(Records from a point labeling set)
------------------------

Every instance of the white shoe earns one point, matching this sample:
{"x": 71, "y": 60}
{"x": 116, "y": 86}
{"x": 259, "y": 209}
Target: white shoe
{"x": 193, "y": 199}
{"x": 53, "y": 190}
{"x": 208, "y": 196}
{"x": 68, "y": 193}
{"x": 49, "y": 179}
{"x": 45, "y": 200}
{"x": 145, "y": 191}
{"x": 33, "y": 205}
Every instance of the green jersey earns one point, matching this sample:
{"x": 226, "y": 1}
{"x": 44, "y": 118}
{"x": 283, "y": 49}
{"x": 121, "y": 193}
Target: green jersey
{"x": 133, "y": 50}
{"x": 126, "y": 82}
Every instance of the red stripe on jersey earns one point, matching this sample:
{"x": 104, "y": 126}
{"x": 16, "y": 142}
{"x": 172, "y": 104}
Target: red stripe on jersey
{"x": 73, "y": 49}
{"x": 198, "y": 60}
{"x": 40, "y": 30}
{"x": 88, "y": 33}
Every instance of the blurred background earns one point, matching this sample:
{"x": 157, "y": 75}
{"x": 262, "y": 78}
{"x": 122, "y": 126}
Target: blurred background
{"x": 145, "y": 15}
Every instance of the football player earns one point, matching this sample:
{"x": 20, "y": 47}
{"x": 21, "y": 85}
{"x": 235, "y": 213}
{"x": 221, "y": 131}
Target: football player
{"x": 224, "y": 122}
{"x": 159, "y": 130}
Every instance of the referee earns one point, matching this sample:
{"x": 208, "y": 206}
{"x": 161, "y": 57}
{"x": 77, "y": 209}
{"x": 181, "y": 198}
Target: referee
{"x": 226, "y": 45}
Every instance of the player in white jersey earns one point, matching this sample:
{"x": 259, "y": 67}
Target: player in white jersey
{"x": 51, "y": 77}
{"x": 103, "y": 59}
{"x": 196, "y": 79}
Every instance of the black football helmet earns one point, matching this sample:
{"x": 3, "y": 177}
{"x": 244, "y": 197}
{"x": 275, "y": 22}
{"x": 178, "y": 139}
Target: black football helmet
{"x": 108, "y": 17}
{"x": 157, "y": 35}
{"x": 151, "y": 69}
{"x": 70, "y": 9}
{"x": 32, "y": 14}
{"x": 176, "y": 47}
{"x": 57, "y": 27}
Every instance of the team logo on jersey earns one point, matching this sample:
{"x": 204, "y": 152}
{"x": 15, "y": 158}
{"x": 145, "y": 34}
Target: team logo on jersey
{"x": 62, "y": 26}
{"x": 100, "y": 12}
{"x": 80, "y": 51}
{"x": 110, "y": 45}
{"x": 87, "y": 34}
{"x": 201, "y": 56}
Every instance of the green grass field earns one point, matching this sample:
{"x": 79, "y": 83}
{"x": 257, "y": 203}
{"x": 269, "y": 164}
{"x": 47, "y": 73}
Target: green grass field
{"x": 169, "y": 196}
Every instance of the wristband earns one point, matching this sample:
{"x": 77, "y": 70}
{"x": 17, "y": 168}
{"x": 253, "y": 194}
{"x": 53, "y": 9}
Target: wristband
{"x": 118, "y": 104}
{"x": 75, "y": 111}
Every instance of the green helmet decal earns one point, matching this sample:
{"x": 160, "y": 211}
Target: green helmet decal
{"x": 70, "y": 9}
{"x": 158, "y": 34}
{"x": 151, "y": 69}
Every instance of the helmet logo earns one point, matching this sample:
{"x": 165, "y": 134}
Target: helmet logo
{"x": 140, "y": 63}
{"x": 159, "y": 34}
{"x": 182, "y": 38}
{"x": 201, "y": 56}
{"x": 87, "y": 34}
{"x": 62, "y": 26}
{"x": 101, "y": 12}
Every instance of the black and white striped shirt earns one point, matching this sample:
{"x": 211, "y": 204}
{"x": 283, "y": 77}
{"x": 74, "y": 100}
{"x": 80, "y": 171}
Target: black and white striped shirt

------------------------

* **WRITTEN EXERCISE**
Reproduce every one of the records above, line for line, with no changes at all.

* **WRITTEN RESPONSE**
Every instance of the white shoe earns one point, matching this sample:
{"x": 71, "y": 60}
{"x": 116, "y": 86}
{"x": 259, "y": 209}
Target: white shoe
{"x": 193, "y": 199}
{"x": 53, "y": 190}
{"x": 208, "y": 196}
{"x": 68, "y": 193}
{"x": 49, "y": 179}
{"x": 45, "y": 200}
{"x": 145, "y": 191}
{"x": 33, "y": 205}
Every instance of the green jersey earns one point, matching this sample:
{"x": 226, "y": 1}
{"x": 44, "y": 118}
{"x": 283, "y": 49}
{"x": 121, "y": 193}
Target: green jersey
{"x": 133, "y": 50}
{"x": 126, "y": 82}
Every instance of the red stripe on jersey earns one point, matching this sample:
{"x": 104, "y": 126}
{"x": 16, "y": 142}
{"x": 172, "y": 104}
Target: red stripe on jersey
{"x": 73, "y": 49}
{"x": 198, "y": 60}
{"x": 40, "y": 30}
{"x": 88, "y": 33}
Every instance of the blurred background earns one point, matching this sample:
{"x": 157, "y": 75}
{"x": 262, "y": 78}
{"x": 122, "y": 126}
Target: blurred background
{"x": 145, "y": 15}
Every instance of the football player earns one point, matching this sample:
{"x": 20, "y": 47}
{"x": 21, "y": 85}
{"x": 235, "y": 213}
{"x": 221, "y": 131}
Target: football player
{"x": 224, "y": 122}
{"x": 159, "y": 130}
Every instance of the referee earns one point, matching this sample:
{"x": 208, "y": 206}
{"x": 161, "y": 57}
{"x": 77, "y": 209}
{"x": 181, "y": 198}
Target: referee
{"x": 226, "y": 45}
Every instance of the player in white jersey earns one point, matching this sample:
{"x": 259, "y": 67}
Target: player in white jersey
{"x": 51, "y": 77}
{"x": 103, "y": 59}
{"x": 196, "y": 79}
Every instance of the black football helmet earns one point, matching this sample:
{"x": 3, "y": 177}
{"x": 244, "y": 197}
{"x": 275, "y": 22}
{"x": 178, "y": 139}
Target: black football helmet
{"x": 108, "y": 17}
{"x": 157, "y": 35}
{"x": 151, "y": 69}
{"x": 70, "y": 9}
{"x": 32, "y": 14}
{"x": 176, "y": 47}
{"x": 57, "y": 27}
Every instance of the team logo on jersey earns one point, matching this sample:
{"x": 204, "y": 152}
{"x": 15, "y": 158}
{"x": 145, "y": 34}
Target: team logo on jersey
{"x": 62, "y": 26}
{"x": 100, "y": 12}
{"x": 80, "y": 51}
{"x": 110, "y": 45}
{"x": 87, "y": 34}
{"x": 201, "y": 56}
Every instance of the green grass field earns one point, matching this sample:
{"x": 79, "y": 83}
{"x": 257, "y": 203}
{"x": 269, "y": 164}
{"x": 47, "y": 73}
Target: green grass field
{"x": 169, "y": 196}
Every instance of the wristband earns one point, matching this sample:
{"x": 77, "y": 70}
{"x": 17, "y": 168}
{"x": 253, "y": 194}
{"x": 53, "y": 9}
Target: wristband
{"x": 118, "y": 104}
{"x": 75, "y": 111}
Every instance of the green helmet decal earns one point, matching this sample:
{"x": 160, "y": 211}
Target: green helmet decal
{"x": 70, "y": 9}
{"x": 158, "y": 34}
{"x": 151, "y": 69}
Every instance of the helmet logo earns one point, matching this sample:
{"x": 165, "y": 134}
Target: helmet logo
{"x": 140, "y": 63}
{"x": 159, "y": 34}
{"x": 182, "y": 38}
{"x": 201, "y": 56}
{"x": 87, "y": 34}
{"x": 62, "y": 26}
{"x": 101, "y": 12}
Every instance of the black and white striped shirt earns one point, matching this sample:
{"x": 211, "y": 204}
{"x": 283, "y": 77}
{"x": 74, "y": 100}
{"x": 80, "y": 171}
Target: black and white striped shirt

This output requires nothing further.